§ Dataset records:
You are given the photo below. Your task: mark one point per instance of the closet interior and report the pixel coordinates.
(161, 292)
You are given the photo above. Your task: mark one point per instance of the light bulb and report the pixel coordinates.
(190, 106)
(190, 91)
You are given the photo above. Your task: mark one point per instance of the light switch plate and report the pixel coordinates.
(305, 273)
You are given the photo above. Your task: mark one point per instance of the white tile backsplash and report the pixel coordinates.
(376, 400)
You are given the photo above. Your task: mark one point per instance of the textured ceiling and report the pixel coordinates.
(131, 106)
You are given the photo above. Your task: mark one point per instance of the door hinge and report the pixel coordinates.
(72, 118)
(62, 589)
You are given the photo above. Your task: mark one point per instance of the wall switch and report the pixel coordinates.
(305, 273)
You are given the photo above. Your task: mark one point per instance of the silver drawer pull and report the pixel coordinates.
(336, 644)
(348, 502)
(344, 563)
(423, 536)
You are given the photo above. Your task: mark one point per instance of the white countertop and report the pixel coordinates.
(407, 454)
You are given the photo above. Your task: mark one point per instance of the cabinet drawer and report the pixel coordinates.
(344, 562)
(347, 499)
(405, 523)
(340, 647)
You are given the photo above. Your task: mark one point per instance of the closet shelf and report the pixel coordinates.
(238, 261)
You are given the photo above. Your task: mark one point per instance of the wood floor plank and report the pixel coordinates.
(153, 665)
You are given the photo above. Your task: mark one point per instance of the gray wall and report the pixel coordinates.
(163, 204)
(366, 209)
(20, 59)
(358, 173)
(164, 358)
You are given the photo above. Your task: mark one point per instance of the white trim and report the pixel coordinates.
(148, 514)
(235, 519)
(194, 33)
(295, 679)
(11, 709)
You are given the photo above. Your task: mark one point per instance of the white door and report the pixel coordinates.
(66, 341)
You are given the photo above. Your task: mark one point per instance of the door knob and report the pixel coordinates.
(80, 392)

§ Exercise prompt: Please repeat all the records above exactly as they appear.

§ Expected output:
You are given the photo below. Your task: mark one point per instance of the closet interior and report the pixel coordinates.
(161, 292)
You are given the photo above. Your task: mark one point per instance of the light bulb and report the pixel coordinates.
(190, 106)
(190, 91)
You are given the photo above. Your task: mark one point per instance of the light switch plate and report the pixel coordinates.
(305, 273)
You are given the photo above. Your task: mark one point per instance of the white tile backsplash and report the pixel coordinates.
(376, 400)
You are given the photo above. Your task: mark one point per instance of the textured ceiling and report the pixel coordinates.
(131, 106)
You are given the photo above. Your task: mark one point per instance of the door hinge and report the pixel coordinates.
(72, 118)
(62, 589)
You are given the photo above. Your task: mark one point per instance of the wall switch and report the pixel coordinates.
(305, 273)
You are given the photo above. Your task: mark one point per instance of the silver drawer pull and report the pixel coordinates.
(336, 644)
(348, 502)
(344, 563)
(423, 536)
You are given the photo above. Your task: mark one point per instance of the white countertop and report the pixel coordinates.
(407, 454)
You are given the photo above. Your task: mark one point per instance of the cabinet drawer and report the pixel coordinates.
(344, 562)
(347, 499)
(405, 523)
(340, 647)
You are given the photo above. Your task: mark one point per instance of the closet shelf and report the pixel coordinates.
(238, 261)
You are given the photo above. Your task: mark one point per instance of the wood floor plank and report the pixel coordinates.
(153, 665)
You are given the photo above. Your task: mark one point per instance of the gray wall and report the pixel coordinates.
(163, 204)
(366, 209)
(20, 59)
(358, 173)
(164, 358)
You are given the photo above. Your task: mark one point per instance of the white trim and report the pixel coordinates.
(148, 514)
(235, 519)
(194, 33)
(295, 679)
(11, 709)
You are given the photo above. Your task: mark one point per instance of the white door and report the pixel coordinates.
(66, 341)
You are given the photo above. Your task: mark one point per instance of the door knob and report the pixel coordinates.
(80, 392)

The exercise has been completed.